## The problem
Render every line of the entries below as a Markdown table with the columns n and Line, numbering the rows and leaving out any blank lines.

(Annotation dataset entries)
╭──
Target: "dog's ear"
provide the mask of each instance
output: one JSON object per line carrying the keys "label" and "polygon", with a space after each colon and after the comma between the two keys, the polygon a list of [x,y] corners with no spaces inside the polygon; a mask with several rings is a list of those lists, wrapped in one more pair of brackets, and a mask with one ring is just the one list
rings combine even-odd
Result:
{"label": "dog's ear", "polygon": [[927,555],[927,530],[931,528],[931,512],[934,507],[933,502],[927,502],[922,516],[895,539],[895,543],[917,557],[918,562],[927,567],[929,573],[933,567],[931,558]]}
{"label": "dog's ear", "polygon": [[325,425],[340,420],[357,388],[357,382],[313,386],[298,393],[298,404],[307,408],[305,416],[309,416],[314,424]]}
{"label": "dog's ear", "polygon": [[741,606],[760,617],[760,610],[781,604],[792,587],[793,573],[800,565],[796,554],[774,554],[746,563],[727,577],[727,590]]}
╰──
## Solution for this exercise
| n | Line |
|---|---|
| 1 | Target: "dog's ear" |
| 2 | provide the mask of each instance |
| 3 | output: one JSON object per line carrying the keys "label" and "polygon", with a space after each colon and after the comma between the two keys, the polygon a list of [x,y] corners with no spaces inside the polygon; a mask with several rings is a list of those lists, wrapped in one more pair of brackets, and a mask with one ring is just the one list |
| 4 | rings combine even-odd |
| 5 | Result: |
| 6 | {"label": "dog's ear", "polygon": [[927,555],[927,530],[931,528],[931,512],[934,507],[933,502],[927,502],[922,516],[895,539],[895,543],[917,557],[918,562],[927,567],[929,573],[933,567],[931,558]]} |
| 7 | {"label": "dog's ear", "polygon": [[325,425],[340,420],[357,388],[357,382],[313,386],[298,393],[298,404],[307,408],[305,416],[309,416],[314,424]]} |
| 8 | {"label": "dog's ear", "polygon": [[741,606],[760,617],[760,610],[781,604],[792,587],[793,573],[800,565],[796,554],[774,554],[746,563],[727,577],[727,590]]} |